Reading passage:
---------------

Tuesday, April 24, 2012

Back At One

From Google Play url
I'm reading Lois Lowry's The Giver. You probably remember this book from your summer reading list if you went to elementary school in America in the 90s. I didn't read it or most books on the reading lists. Back then I was a strictly academic reader, meaning if the book wasn't within the walls of a school, most likely it wasn't going to be opened by me. So needless to say, this would be my first romp with Lowry's seminal work.

Actually, I've been reading it for a couple of days now. I'm on chapter 13. It's a good book so far. Which is a weird way to start taking about an award winning kid fic novel, a Newbery Medal no less, but I don't judge books by their covers. By the by, the Newbery seal is one of the things I remember most about books from my childhood. I don't know they were prestigious back then, but they sure did stand out from the non-berys when ever they brought out the Scholastic book table set ups in the library. You didn't know what the Newbery was--Confession, I still kind of don't, but I'll look it up... Someday.--but you knew this book had somehow gotten the gold. The only Newbery book I remember reading in my youth is Holes, Louis Sachar. Sachar books are kind of special to me because it's where me and my younger brother, who's in college now, meet in literature*. I was able to turn to Sachar's books, Wayside Stories and Holes, and that's pretty cool, even if he's not much of a reader now.

---------------

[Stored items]
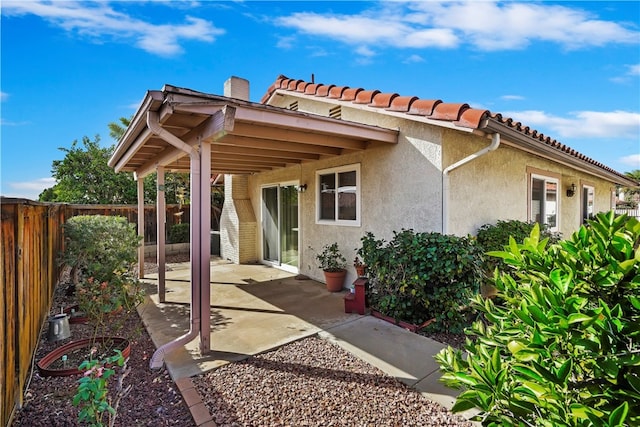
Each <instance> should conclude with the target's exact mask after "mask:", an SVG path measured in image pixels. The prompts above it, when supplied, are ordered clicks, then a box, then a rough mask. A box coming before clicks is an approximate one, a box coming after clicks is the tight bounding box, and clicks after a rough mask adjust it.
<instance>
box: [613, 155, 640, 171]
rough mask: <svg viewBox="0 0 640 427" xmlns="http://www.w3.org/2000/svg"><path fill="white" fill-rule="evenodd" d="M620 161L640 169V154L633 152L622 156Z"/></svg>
mask: <svg viewBox="0 0 640 427" xmlns="http://www.w3.org/2000/svg"><path fill="white" fill-rule="evenodd" d="M618 161H619V162H620V163H622V164H625V165H629V166H631V167H632V168H634V169H640V154H631V155H629V156H624V157H620V159H618Z"/></svg>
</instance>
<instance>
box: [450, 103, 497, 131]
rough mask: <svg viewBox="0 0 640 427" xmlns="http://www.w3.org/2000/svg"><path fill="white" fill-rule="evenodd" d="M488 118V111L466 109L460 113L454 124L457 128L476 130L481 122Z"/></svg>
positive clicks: (484, 110)
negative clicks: (458, 127)
mask: <svg viewBox="0 0 640 427" xmlns="http://www.w3.org/2000/svg"><path fill="white" fill-rule="evenodd" d="M488 117H489V110H480V109H477V108H468V109H466V110H464V111H463V112H462V114H461V115H460V118H459V119H458V120H457V121H455V122H454V124H455V125H457V126H463V127H466V128H472V129H478V128H480V125H481V123H482V121H483V120H485V119H486V118H488Z"/></svg>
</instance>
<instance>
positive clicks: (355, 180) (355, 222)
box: [316, 165, 360, 226]
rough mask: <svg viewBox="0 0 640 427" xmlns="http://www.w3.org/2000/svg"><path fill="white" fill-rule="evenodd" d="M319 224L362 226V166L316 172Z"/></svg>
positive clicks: (318, 221)
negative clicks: (360, 217)
mask: <svg viewBox="0 0 640 427" xmlns="http://www.w3.org/2000/svg"><path fill="white" fill-rule="evenodd" d="M316 184H317V185H316V188H317V189H318V190H317V192H318V194H317V212H316V222H318V223H319V224H335V225H353V226H359V225H360V165H349V166H342V167H339V168H334V169H325V170H321V171H318V172H316Z"/></svg>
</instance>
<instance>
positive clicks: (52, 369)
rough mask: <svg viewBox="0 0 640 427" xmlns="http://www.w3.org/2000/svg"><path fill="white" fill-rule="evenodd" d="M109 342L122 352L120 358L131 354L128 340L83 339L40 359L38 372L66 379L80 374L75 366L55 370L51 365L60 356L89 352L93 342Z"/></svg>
mask: <svg viewBox="0 0 640 427" xmlns="http://www.w3.org/2000/svg"><path fill="white" fill-rule="evenodd" d="M105 341H107V342H109V341H110V342H111V343H112V346H113V348H114V349H118V350H120V351H122V356H123V357H124V358H125V359H126V358H127V357H129V355H130V354H131V344H130V343H129V340H127V339H125V338H118V337H96V338H85V339H81V340H78V341H71V342H68V343H66V344H64V345H62V346H60V347H58V348H56V349H55V350H53V351H52V352H50V353H49V354H47V355H46V356H44V357H43V358H42V359H40V360H39V361H38V363H37V366H38V372H40V375H42V376H43V377H68V376H71V375H79V374H81V373H82V371H81V370H80V369H78V367H77V366H73V367H69V368H64V369H55V368H52V367H51V365H52V364H53V362H55V361H56V360H60V359H61V358H62V356H64V355H65V354H70V353H73V352H74V351H77V350H80V349H83V348H85V349H86V353H88V352H89V349H90V347H91V346H92V345H94V343H95V342H105Z"/></svg>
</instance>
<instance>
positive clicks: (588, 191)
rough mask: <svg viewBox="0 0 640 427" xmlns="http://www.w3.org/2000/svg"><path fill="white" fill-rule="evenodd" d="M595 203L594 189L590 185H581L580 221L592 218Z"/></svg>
mask: <svg viewBox="0 0 640 427" xmlns="http://www.w3.org/2000/svg"><path fill="white" fill-rule="evenodd" d="M594 203H595V189H594V188H593V187H592V186H590V185H583V186H582V222H585V220H587V219H592V218H593V215H594V214H595V212H594Z"/></svg>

---------------

List of tasks:
**A)** In the blog post, which chapter of The Giver has the writer reached?
**B)** Repeat word for word the stretch of the blog post from "Tuesday, April 24, 2012" through "Lowry's seminal work.".

Results:
**A)** Chapter 13.

**B)**
Tuesday, April 24, 2012

Back At One

From Google Play url
I'm reading Lois Lowry's The Giver. You probably remember this book from your summer reading list if you went to elementary school in America in the 90s. I didn't read it or most books on the reading lists. Back then I was a strictly academic reader, meaning if the book wasn't within the walls of a school, most likely it wasn't going to be opened by me. So needless to say, this would be my first romp with Lowry's seminal work.